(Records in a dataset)
# # # # #
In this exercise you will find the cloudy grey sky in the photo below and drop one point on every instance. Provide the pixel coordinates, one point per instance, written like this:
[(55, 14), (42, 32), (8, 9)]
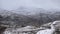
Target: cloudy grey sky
[(14, 4)]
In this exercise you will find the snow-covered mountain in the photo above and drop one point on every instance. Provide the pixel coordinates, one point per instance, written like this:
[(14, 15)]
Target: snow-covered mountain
[(28, 11)]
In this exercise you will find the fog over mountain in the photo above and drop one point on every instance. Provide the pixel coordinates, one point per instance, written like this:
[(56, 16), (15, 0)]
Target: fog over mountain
[(14, 4)]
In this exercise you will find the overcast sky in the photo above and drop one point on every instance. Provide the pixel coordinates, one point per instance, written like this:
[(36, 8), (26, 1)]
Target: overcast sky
[(14, 4)]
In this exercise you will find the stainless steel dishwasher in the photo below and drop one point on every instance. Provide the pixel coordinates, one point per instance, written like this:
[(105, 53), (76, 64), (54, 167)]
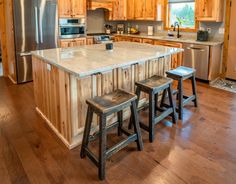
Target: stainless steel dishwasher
[(197, 56)]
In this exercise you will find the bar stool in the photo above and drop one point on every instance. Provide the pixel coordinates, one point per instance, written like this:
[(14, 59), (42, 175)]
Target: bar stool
[(104, 106), (180, 74), (153, 86)]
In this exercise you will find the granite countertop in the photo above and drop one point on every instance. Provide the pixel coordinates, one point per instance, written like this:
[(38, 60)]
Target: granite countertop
[(90, 59), (183, 39)]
# # # # #
-- GOAL --
Put the lines above into a JSON list of strings, one string per line, with blank lines omitted. Leave the pictures out.

-- TASK ANSWER --
[
  "In this exercise you will find the cloudy grey sky in the photo below and drop one point on every instance. Provide the pixel coordinates, one point per instance, written like this:",
  "[(55, 14), (42, 32), (8, 9)]",
  "Target: cloudy grey sky",
  "[(14, 4)]",
  "In this exercise you will find the snow-covered mountain in the photo above and drop one point on every instance. Provide the pixel coordinates, one point per instance, written like this:",
  "[(14, 15)]",
  "Target: snow-covered mountain",
  "[(28, 11)]",
  "In this exercise you will find the fog over mountain in the photo above and drop one point on every instance. Provide the pixel coordinates, one point per instance, written like this:",
  "[(56, 16), (15, 0)]",
  "Target: fog over mountain",
  "[(14, 4)]",
  "In this exercise you will find the overcast sky in the photo above and drop one point on every instance. Provide the pixel coordinates, one point per instance, written like this:",
  "[(36, 8), (26, 1)]",
  "Target: overcast sky",
  "[(14, 4)]",
  "In this exercise you will find the stainless steel dishwasher in the photo below and drop one point on every instance. Provide the pixel coordinates, one point per instance, written like this:",
  "[(105, 53), (76, 64), (54, 167)]",
  "Target: stainless steel dishwasher",
  "[(197, 56)]",
  "In this exercise you will find the bar stool in the photo above and drop one point on every instance. Provide the pixel coordinates, one point per instance, written like this:",
  "[(14, 59), (42, 175)]",
  "Target: bar stool",
  "[(104, 106), (180, 74), (153, 86)]",
  "In this exercise you will find the granite countertop in the photo above and drop one point on every instance. Provide the pixel coordinates, one point per instance, written like this:",
  "[(38, 60)]",
  "Target: granite countertop",
  "[(90, 59), (183, 39)]"
]